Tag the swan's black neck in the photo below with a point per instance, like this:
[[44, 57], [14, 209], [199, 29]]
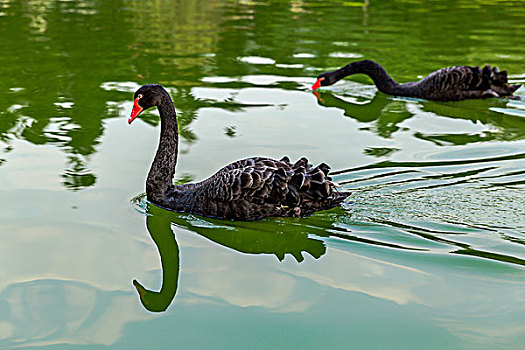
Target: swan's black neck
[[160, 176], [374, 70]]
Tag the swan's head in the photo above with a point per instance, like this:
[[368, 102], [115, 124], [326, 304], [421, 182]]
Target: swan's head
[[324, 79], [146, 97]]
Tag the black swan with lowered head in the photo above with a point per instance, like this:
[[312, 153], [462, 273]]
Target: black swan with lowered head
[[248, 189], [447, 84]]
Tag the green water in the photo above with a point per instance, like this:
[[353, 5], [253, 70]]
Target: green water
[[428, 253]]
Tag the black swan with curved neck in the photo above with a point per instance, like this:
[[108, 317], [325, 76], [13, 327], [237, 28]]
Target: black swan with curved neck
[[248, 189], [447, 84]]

################

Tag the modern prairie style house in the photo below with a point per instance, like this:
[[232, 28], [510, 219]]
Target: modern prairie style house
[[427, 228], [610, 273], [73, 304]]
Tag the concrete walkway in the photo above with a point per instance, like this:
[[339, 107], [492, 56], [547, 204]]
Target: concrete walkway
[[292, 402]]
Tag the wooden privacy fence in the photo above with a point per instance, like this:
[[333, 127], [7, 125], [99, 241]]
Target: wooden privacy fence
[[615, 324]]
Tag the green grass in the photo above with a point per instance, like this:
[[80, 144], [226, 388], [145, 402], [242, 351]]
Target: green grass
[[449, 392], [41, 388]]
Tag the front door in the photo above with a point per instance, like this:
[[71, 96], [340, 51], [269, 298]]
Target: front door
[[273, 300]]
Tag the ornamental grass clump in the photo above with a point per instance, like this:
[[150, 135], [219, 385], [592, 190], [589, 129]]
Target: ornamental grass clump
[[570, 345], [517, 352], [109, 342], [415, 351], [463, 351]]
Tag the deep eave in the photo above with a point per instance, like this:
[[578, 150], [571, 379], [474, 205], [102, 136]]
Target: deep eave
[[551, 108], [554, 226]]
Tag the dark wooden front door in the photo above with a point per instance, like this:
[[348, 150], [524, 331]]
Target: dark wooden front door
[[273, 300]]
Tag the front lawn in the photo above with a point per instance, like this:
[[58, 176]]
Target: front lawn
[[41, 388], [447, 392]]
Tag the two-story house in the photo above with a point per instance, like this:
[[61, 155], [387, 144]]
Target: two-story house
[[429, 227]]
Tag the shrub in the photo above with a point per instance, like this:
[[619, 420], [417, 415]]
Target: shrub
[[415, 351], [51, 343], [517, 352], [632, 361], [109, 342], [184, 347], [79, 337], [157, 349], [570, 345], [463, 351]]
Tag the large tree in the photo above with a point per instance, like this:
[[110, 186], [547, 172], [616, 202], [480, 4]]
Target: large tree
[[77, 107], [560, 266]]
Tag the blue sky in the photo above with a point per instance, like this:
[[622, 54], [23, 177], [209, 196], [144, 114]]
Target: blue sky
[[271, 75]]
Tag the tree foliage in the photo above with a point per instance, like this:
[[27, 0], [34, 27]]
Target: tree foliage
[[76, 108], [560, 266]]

################

(Exercise brief):
Please print the records above word for word, starting at the line that contains "Tag the front lawn" and ending at the line that contains "345], [463, 351]]", with both of those lines included.

(Exercise result):
Tag the front lawn in the photo above with a point per instance, like this:
[[58, 176]]
Target: front lawn
[[41, 388], [447, 392]]
Tag the two-story house in the photo above with a point per instance, like this:
[[61, 155], [387, 144]]
Target: two-story house
[[429, 227]]
Tag the shrub in the photo above with a point per instance, like this:
[[619, 420], [417, 415]]
Target: shrub
[[415, 351], [51, 343], [517, 352], [632, 361], [109, 342], [184, 347], [79, 337], [157, 349], [570, 345], [463, 351]]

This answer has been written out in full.